● **Provided records**:
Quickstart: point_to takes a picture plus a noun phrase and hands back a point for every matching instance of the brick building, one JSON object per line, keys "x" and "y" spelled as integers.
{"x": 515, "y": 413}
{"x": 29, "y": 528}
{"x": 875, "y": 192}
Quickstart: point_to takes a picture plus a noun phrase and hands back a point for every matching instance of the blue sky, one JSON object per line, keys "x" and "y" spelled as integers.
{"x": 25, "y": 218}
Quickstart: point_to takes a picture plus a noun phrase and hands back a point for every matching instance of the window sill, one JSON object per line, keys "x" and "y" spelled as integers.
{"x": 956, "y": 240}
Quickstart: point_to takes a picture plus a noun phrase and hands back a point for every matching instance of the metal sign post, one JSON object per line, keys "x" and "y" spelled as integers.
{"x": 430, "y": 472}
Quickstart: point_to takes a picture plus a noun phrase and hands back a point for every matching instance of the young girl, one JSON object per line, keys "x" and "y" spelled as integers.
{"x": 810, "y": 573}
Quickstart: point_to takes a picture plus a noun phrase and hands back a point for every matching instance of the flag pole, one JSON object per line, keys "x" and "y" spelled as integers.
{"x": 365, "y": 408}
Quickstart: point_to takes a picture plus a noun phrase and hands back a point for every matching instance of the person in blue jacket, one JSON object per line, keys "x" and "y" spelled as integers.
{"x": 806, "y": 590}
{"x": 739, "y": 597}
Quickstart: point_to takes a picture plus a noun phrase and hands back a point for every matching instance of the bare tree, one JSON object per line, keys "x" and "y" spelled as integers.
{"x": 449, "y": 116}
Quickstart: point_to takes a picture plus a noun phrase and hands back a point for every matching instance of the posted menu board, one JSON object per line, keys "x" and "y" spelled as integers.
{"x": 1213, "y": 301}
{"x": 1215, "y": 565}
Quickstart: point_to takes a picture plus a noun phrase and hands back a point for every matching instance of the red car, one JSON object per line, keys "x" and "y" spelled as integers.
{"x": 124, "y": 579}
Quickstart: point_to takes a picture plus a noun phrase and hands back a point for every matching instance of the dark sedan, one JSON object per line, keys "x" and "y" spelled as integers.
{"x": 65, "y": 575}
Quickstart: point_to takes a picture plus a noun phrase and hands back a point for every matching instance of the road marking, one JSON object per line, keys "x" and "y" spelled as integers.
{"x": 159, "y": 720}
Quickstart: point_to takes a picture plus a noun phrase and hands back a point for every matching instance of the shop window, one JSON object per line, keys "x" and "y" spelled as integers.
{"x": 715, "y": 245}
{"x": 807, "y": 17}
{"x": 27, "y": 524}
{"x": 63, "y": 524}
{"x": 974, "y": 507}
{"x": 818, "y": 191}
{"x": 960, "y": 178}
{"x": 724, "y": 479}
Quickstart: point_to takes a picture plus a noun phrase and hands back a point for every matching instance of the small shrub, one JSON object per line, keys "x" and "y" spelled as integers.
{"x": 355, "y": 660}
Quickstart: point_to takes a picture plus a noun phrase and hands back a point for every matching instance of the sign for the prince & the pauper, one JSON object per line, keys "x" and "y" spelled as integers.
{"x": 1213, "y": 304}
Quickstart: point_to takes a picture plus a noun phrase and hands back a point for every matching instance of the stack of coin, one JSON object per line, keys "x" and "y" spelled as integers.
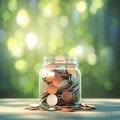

● **Your instructions**: Recast all of the data above as a JSON list of strings with one string per line, skipping blank lines and leaving out the pictures.

● **Final result**:
[
  "Quickstart: point_to takes a picture plus a noun phrase and hands back a point for every matching instance of the brick building, one JSON object per line, keys \"x\" and \"y\" spelled as integers.",
  "{\"x\": 515, \"y\": 413}",
  "{\"x\": 29, \"y\": 528}",
  "{\"x\": 875, \"y\": 192}",
  "Quickstart: point_to takes a picture plus a noun phrase and hands back a point for every matching instance of the blue sky, one JSON object per line, keys \"x\" and \"y\" spelled as integers.",
  "{\"x\": 25, \"y\": 218}",
  "Quickstart: point_to takes a picture plus a noun phrase and hands back a point for every matching instance of the window sill, one JSON object per line, keys \"x\" and \"y\" spelled as integers.",
  "{\"x\": 956, \"y\": 240}",
  "Quickstart: point_to takes a picture plus a noun phrase and hands back a point for every matching instance of the metal sign post, one JSON object per line, keys \"x\" and \"y\" spelled as integers.",
  "{\"x\": 430, \"y\": 472}",
  "Quickstart: point_to takes a picture plus a noun phrase and hands back a point for every matching instance of the young girl, one JSON object per line, keys \"x\" and \"y\" spelled as integers.",
  "{\"x\": 810, \"y\": 573}",
  "Quickstart: point_to takes a picture plus a noun phrase and hands back a point for every matching instance of the flag pole, one JSON object per line, keys \"x\" and \"y\" spelled as integers.",
  "{\"x\": 365, \"y\": 408}",
  "Quickstart: point_to takes a picture plus a noun phrase and hands back a point for every matching instance of the person in blue jacket, one JSON object per line, keys \"x\" and \"y\" spelled as integers.",
  "{\"x\": 806, \"y\": 590}",
  "{\"x\": 739, \"y\": 597}",
  "Quickstart: point_to takes a picture plus a noun phrase and hands back a point for every matching instance of the bare tree, one JSON object per line, keys \"x\" and \"y\" spelled as integers.",
  "{\"x\": 449, \"y\": 116}",
  "Quickstart: point_to takes a picture plus a noun phrase and hands back a point for every matching instance of the posted menu board, one JSON object per line, keys \"x\" and \"y\" spelled as integers.",
  "{\"x\": 1213, \"y\": 301}",
  "{\"x\": 1215, \"y\": 565}",
  "Quickstart: point_to takes a picture plus a noun phrase and hands back a point for every matching instance of the red car, one JSON object per line, keys \"x\" and \"y\" spelled as integers.",
  "{\"x\": 124, \"y\": 579}",
  "Quickstart: point_to takes a picture plus a noun phrase and hands back a point for every matching instance of the dark sedan, one JSON object per line, keys \"x\" and \"y\" spelled as integers.",
  "{\"x\": 65, \"y\": 575}",
  "Quickstart: point_to takes a picture plus a noun phrase and hands back a point for every matching instance of the road marking, one JSON object per line, keys \"x\" and \"y\" spelled as integers.",
  "{\"x\": 159, \"y\": 720}",
  "Quickstart: point_to takes a picture plus a noun phrase and hands back a point for every matching instance of the shop window, one JSON object per line, keys \"x\" and \"y\" spelled as integers.",
  "{\"x\": 715, \"y\": 245}",
  "{\"x\": 807, \"y\": 17}",
  "{\"x\": 27, \"y\": 524}",
  "{\"x\": 63, \"y\": 524}",
  "{\"x\": 974, \"y\": 507}",
  "{\"x\": 818, \"y\": 191}",
  "{\"x\": 960, \"y\": 178}",
  "{\"x\": 724, \"y\": 479}",
  "Quickstart: point_to takes a picture plus a noun phrase and hands back a point for every matching instance of the small shrub, one JSON object per line, keys \"x\" and \"y\" spelled as integers.",
  "{\"x\": 355, \"y\": 660}",
  "Quickstart: point_to takes a picture plus a noun phrase and hands back a point for every matching instance of the sign for the prince & the pauper, one JSON object per line, keys \"x\" and \"y\" spelled as integers.",
  "{\"x\": 1213, \"y\": 304}",
  "Quickstart: point_to takes a picture plus a noun phrase and hands back a point for every matching instance of the stack of coin, one JSON object per line, keys \"x\" and \"y\" spelled as integers."
]